# Data to process:
+ + +

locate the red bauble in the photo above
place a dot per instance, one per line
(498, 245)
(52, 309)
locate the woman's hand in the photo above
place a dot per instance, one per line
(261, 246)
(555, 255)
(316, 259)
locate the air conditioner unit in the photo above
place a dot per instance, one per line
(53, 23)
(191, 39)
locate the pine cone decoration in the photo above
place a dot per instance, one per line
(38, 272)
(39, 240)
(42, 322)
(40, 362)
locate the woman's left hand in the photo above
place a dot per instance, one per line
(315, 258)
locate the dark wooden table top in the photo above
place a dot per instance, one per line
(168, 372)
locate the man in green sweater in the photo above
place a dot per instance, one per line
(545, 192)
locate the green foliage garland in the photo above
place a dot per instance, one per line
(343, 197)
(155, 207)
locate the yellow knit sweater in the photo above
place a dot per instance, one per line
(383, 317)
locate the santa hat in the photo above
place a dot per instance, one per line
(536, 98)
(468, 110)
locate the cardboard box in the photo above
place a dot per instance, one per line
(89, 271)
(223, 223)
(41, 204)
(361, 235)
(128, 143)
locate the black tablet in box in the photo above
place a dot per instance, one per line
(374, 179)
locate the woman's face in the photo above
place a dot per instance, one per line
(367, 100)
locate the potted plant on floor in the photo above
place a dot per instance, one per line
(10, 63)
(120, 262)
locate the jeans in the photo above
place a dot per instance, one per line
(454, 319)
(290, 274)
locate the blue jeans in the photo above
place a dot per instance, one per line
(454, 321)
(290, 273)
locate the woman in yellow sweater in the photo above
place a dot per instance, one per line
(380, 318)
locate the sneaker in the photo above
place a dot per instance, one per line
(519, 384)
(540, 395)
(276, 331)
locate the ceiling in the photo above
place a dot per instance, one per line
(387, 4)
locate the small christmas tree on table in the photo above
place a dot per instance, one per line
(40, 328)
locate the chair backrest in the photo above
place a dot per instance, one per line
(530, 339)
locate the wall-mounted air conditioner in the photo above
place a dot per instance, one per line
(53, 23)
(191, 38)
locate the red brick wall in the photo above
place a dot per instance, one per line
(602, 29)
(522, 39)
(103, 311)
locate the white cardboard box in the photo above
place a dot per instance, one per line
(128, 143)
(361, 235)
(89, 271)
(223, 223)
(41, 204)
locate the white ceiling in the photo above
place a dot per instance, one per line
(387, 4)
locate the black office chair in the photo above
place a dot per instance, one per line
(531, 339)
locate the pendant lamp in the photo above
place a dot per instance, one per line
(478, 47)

+ + +

# Instruction:
Repeat exactly the lines from the line containing "locate the woman in" through the last line of the records above, including both, and nothing else.

# Solved problem:
locate the woman in yellow sweater in the photo above
place a dot per instance, one per line
(380, 318)
locate the sneaker in the photo above
place a dot per instance, one per line
(519, 384)
(540, 395)
(276, 331)
locate the ceiling in the photo above
place a dot per instance, one per line
(387, 4)
locate the small christmas tree on table in the photo above
place a dot per instance, one per line
(40, 328)
locate the chair backrest in the photo above
place a dot per instance, one per line
(530, 339)
locate the wall-mounted air conditioner in the photo above
place a dot per instance, one per line
(53, 23)
(191, 38)
locate the red brick wall in the photo above
place a dot per instance, one per line
(602, 29)
(522, 39)
(103, 311)
locate the white cardboard box in the photo above
place a dot per instance, one per line
(128, 143)
(361, 235)
(89, 271)
(223, 223)
(41, 204)
locate the white ceiling in the photo above
place a dot per instance, one per line
(387, 4)
locate the black office chair in the photo above
place a dot per instance, one per line
(531, 339)
locate the pendant lamp in the photo above
place a dot per instance, one per line
(478, 47)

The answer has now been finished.